§ **SHORT EXERCISE**
Convert the stretch of the items below, from the line containing "crest in the photo above." through the last line of the items, into a Markdown table with the columns Row and Line. Give each line its own numbered row and leave out blank lines.
** START OF EXTRACTED INFORMATION **
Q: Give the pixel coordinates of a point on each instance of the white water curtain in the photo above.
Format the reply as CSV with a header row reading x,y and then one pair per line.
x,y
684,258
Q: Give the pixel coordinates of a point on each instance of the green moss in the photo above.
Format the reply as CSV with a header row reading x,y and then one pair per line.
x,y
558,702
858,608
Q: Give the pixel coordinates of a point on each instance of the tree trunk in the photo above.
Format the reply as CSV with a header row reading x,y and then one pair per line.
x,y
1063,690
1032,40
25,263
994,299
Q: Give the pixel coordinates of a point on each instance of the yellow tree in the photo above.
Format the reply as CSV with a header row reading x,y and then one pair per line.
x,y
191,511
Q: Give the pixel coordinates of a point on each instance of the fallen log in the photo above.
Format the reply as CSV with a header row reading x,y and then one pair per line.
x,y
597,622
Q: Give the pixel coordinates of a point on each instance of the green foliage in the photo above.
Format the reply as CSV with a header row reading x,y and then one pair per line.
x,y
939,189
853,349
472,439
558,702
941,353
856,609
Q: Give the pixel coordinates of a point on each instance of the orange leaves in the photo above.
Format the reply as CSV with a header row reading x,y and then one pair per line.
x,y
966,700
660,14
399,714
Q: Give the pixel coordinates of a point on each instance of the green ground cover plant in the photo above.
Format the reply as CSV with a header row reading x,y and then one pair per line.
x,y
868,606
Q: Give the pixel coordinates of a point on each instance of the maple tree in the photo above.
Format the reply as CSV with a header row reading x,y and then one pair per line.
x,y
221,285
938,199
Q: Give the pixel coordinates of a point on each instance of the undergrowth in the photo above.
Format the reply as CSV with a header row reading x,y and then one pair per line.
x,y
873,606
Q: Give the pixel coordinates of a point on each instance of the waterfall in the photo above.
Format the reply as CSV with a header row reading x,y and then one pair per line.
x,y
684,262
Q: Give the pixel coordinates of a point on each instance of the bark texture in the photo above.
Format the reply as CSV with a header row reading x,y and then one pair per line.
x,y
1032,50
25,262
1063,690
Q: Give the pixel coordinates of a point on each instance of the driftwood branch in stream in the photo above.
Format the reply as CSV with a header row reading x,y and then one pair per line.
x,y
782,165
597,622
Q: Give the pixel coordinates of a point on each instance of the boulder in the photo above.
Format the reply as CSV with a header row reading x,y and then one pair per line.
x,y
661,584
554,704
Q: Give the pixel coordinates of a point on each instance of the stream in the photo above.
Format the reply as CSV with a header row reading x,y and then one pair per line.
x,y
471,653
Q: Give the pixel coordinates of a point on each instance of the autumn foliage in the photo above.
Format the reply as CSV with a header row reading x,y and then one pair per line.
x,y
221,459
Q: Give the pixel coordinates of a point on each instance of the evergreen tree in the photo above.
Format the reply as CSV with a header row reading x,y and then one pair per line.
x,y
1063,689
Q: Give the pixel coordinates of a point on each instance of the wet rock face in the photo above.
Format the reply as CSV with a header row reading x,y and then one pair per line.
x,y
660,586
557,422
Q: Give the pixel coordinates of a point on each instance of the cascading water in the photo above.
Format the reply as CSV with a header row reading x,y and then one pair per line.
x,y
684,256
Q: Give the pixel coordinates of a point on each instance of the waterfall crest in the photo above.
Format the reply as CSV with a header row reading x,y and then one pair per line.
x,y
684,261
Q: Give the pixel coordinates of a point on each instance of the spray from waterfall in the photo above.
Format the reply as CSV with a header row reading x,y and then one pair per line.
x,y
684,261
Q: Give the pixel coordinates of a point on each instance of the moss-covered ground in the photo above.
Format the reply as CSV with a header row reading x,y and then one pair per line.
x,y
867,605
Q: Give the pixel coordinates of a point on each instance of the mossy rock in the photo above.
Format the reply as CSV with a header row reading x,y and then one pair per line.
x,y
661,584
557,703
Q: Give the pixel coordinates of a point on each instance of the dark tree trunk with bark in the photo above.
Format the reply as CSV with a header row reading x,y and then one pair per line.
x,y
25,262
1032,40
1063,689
** END OF EXTRACTED INFORMATION **
§ **WRITTEN REPLY**
| Row | Line |
|---|---|
| 1 | Q: Give the pixel coordinates of a point on each instance of the waterfall crest in the photo above. |
| 2 | Format the reply as CSV with a header row reading x,y and then one pair per line. |
| 3 | x,y |
| 4 | 684,261 |
| 5 | Q: Give the pixel coordinates of a point on each instance of the spray from waterfall in the photo above. |
| 6 | Format the reply as CSV with a header row reading x,y and then one pair per line. |
| 7 | x,y |
| 8 | 684,261 |
| 9 | Q: Give the pixel coordinates of a point on each instance of the moss-covered ground in the photo above. |
| 10 | Format the reply as CSV with a header row reading x,y and then one pair per line. |
| 11 | x,y |
| 12 | 867,605 |
| 13 | Q: Give the pixel coordinates of a point on each instance of the mossy rock in the photo above. |
| 14 | Format the reply as CSV with a header row reading x,y and then one pair per line. |
| 15 | x,y |
| 16 | 661,584 |
| 17 | 557,703 |
| 18 | Q: Give the pixel coordinates of a point on each instance of the dark tree trunk with bark in the photo above. |
| 19 | Format the reply as CSV with a header row reading x,y and then one pair per line. |
| 20 | x,y |
| 21 | 25,262 |
| 22 | 1032,40 |
| 23 | 1063,689 |